SHORT TASK: Can you output, unchanged, every line from the one with "of the horizon" up to and including the one with "column 411, row 114"?

RECORDS PROVIDED:
————————

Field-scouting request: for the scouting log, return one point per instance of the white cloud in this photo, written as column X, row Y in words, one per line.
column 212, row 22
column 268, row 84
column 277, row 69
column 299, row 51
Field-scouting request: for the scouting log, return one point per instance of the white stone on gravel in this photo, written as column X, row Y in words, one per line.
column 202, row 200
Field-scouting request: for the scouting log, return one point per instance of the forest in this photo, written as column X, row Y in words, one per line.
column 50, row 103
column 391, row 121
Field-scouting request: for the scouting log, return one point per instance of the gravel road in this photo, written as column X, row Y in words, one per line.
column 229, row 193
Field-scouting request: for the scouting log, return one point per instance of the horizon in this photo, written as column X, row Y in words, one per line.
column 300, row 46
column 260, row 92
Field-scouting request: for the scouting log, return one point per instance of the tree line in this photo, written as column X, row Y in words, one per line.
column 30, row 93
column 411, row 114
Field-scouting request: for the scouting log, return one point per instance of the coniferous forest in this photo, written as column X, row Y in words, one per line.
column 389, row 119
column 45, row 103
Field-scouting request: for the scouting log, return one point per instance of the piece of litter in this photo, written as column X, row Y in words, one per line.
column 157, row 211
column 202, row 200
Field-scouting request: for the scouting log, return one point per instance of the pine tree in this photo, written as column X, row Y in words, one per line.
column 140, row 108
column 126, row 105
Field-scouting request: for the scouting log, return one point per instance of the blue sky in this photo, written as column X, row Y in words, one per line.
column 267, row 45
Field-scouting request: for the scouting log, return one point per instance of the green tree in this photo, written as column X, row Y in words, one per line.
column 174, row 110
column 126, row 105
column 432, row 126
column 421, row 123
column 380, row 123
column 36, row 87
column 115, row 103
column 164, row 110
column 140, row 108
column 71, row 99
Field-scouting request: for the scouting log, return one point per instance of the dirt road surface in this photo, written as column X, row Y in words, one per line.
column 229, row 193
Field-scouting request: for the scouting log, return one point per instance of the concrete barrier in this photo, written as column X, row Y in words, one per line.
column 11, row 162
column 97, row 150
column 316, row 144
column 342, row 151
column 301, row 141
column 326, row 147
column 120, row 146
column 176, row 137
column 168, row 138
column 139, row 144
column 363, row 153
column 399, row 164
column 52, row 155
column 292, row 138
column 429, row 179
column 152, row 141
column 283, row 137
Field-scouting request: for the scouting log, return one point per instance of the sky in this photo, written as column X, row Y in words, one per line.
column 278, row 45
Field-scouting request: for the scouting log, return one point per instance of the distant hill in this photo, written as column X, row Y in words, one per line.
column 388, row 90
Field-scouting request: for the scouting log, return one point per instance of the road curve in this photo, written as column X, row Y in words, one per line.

————————

ANSWER TO THIS PROBLEM:
Field-scouting request: for the scouting log, return one point per instance of the horizon in this photo, written as column X, row Y in words, one per line.
column 300, row 46
column 260, row 92
Field-scouting request: for the scouting log, return one point per instance of the tree line in this photo, written as column X, row Y in words, one per line.
column 30, row 93
column 411, row 114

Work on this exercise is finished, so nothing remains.